◆ Texte à lire:

ÉLÉMENTS POUR AFFINER LA THÉORIE DE LA SOCIÉTÉ CYBERNÉTIQUE*

 

 

Les systèmes formels (ensembles d’objets abstraits et de règles de construction de nouveaux objets plus complexes) associés à des mécanismes d’interprétation (moment où les passions humaines animent les structures de pouvoir réalisées dans ces systèmes formels) permettent de modéliser l’activité cybernétique. 

 

Il existe deux grandes catégories de systèmes formels :

-Les systèmes formels exacts (réguliers) construits par les logiciens, qui servent de faire valoir et de justification théorique, comme, par exemple, la logique des prédicats.

-Les systèmes formels approximatifs (séculiers) utilisés pour bâtir les spectacles, comme par exemple, le droit.

 

Les spectacles sont des systèmes formels où l’interprétation est dénotée échangiste marchande. Les idéologies sont des systèmes formels où l’interprétation est dénotée politique, religieuse ou sectaire.

La production des systèmes formels n’est pas une activité récente, mais c’est uniquement dans la société cybernétique qu’elle devient centrale, régissant toutes les autres formes de productions.

 

L’exploitation de la force des passions ne peut être industriellement réalisée qu’à l’aide de cet outil apparemment théorique et innocent, en combinant les processus de réification et d’incarnation.

La réification est le moment où l’être humain est intégré comme partie du système formel, devenant ainsi objet ordonné.

L’incarnation est le processus inverse, moment où l’être humain fait travailler ses passions en combinaison avec les autres éléments qui composent le système formel, lui donnant vie – en quelque sorte.

 

Le premier temps est celui de la police politique, le deuxième temps est celui du pouvoir.

◆ Extraits des données:
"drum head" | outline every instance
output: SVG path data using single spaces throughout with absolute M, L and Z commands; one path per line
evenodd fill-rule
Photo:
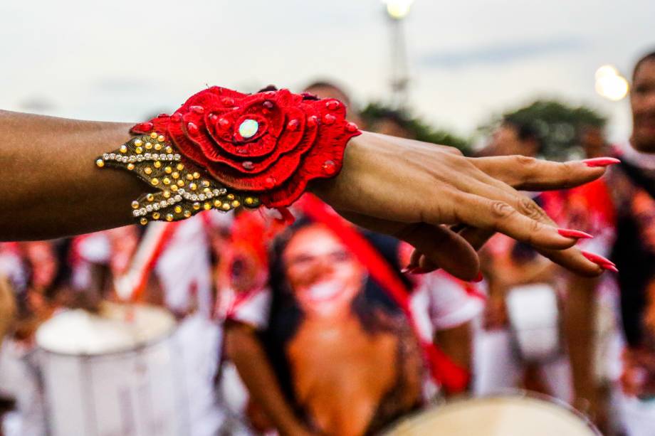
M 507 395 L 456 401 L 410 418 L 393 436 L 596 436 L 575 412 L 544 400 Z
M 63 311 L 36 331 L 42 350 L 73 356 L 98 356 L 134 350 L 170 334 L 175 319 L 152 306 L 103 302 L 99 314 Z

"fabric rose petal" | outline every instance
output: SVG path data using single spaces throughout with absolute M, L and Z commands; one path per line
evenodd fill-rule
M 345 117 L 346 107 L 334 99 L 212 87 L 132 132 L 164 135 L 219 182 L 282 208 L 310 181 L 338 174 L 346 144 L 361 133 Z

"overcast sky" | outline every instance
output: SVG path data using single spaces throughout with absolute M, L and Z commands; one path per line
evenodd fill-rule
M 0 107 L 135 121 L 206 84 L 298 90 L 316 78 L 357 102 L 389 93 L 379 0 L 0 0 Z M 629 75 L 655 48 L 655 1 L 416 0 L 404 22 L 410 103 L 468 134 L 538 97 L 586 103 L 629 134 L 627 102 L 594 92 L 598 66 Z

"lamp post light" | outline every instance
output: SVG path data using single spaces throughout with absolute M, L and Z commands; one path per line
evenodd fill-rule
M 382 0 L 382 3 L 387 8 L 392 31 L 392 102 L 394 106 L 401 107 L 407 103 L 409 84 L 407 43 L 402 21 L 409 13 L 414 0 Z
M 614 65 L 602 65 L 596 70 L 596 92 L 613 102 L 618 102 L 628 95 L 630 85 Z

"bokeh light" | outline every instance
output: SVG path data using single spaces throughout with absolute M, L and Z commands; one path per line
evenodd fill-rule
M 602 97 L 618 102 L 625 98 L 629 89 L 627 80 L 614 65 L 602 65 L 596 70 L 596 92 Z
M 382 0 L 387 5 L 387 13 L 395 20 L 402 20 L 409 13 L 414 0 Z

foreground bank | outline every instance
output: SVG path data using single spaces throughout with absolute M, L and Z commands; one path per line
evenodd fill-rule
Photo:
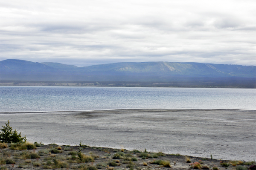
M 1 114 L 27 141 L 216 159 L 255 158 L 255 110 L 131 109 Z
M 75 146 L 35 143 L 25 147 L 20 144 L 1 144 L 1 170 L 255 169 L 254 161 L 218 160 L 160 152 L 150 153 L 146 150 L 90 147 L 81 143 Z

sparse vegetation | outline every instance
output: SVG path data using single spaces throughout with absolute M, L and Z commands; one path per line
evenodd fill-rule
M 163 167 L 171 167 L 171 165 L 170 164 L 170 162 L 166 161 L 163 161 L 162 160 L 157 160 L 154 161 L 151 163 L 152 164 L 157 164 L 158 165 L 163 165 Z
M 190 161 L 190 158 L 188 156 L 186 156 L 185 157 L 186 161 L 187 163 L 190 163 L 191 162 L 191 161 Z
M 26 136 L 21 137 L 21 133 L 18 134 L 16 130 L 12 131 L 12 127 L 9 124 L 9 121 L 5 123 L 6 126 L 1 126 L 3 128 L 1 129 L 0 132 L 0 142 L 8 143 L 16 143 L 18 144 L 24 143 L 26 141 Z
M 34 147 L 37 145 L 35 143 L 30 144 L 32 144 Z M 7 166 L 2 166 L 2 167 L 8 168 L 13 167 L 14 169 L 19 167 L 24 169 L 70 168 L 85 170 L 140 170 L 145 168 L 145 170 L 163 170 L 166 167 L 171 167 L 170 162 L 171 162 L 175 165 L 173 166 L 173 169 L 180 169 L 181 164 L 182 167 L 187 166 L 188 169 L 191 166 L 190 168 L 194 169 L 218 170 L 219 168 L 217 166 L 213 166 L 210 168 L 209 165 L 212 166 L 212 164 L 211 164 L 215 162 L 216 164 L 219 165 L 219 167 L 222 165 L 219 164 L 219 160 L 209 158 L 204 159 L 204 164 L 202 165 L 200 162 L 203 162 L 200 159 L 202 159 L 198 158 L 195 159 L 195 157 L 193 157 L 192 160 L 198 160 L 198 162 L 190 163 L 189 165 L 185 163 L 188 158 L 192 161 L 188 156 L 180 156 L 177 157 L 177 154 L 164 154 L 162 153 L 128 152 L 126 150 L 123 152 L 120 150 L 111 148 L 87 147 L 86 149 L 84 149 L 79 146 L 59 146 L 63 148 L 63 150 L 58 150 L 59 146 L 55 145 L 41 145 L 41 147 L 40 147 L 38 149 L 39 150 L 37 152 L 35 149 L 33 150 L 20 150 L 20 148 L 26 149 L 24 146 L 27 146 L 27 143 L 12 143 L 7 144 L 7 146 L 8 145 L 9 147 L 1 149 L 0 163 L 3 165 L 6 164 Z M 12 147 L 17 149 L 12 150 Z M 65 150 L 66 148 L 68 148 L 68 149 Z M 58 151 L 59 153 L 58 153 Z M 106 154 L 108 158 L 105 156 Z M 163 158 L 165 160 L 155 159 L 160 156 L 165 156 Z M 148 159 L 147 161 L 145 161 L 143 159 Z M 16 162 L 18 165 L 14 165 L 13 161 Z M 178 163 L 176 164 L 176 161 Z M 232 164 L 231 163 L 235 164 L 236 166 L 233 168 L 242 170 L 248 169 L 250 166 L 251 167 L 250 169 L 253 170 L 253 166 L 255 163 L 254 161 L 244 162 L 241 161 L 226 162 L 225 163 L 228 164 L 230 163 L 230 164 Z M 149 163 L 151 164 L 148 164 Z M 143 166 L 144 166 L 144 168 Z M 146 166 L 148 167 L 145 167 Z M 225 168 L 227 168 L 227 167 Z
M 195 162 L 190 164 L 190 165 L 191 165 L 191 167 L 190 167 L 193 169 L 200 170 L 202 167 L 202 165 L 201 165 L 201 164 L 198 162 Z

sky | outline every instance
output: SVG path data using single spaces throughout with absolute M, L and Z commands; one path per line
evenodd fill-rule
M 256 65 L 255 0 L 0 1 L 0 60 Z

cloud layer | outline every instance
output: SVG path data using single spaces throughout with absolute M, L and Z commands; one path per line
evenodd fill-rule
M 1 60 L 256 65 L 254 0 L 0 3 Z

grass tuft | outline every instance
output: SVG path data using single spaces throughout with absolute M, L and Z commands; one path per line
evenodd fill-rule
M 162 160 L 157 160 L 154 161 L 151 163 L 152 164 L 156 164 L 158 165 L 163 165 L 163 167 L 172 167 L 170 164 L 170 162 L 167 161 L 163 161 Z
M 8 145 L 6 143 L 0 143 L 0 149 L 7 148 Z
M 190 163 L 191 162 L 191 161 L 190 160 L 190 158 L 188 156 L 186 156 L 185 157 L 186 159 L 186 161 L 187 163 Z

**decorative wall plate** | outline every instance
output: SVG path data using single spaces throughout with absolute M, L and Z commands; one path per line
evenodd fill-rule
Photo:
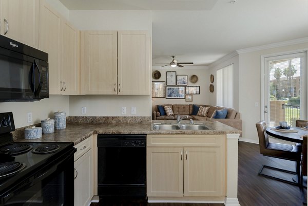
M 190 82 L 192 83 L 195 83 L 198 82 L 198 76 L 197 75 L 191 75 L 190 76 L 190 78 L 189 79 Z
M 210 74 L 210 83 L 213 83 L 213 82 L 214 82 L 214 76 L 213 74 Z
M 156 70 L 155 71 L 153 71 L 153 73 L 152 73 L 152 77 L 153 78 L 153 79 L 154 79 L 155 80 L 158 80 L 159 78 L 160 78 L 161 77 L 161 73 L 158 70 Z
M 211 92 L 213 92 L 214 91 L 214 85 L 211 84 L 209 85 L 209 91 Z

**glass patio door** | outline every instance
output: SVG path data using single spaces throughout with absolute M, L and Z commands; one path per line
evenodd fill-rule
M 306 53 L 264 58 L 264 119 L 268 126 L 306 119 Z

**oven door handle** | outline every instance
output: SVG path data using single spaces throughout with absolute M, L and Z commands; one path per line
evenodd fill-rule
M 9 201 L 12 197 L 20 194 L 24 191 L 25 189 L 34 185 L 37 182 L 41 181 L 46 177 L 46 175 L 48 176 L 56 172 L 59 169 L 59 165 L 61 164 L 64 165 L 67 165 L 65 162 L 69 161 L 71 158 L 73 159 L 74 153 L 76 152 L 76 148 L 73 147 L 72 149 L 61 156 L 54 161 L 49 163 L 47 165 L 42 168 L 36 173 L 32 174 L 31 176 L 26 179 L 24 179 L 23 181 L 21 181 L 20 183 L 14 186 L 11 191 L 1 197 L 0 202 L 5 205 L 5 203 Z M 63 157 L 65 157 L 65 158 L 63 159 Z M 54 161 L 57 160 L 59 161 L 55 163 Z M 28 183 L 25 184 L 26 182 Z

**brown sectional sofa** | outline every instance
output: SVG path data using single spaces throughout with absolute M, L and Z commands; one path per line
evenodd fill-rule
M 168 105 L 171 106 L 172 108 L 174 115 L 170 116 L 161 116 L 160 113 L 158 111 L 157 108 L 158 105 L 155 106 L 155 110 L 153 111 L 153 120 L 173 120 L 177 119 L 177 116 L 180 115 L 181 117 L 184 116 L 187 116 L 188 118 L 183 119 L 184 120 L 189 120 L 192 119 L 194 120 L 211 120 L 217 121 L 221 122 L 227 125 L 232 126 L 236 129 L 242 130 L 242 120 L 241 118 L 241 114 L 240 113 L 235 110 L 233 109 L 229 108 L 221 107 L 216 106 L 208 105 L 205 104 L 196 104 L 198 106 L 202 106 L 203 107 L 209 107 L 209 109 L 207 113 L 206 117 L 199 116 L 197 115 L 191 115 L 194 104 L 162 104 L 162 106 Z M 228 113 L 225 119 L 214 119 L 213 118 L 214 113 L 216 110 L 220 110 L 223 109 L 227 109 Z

◆ À faire:
Répondez à ces questions sur le texte consacré à la société cybernétique :
(a) Quel exemple le texte donne-t-il d'un système formel approximatif ?
(b) Comment l'interprétation est-elle dénotée dans les idéologies ?
(c) Que devient l'être humain au moment de la réification ?
Pour répondre, servez-vous seulement du texte.

◆ Corrigé:
(a) Le droit.
(b) Elle est dénotée politique, religieuse ou sectaire.
(c) Il est intégré comme partie du système formel et devient ainsi un objet ordonné.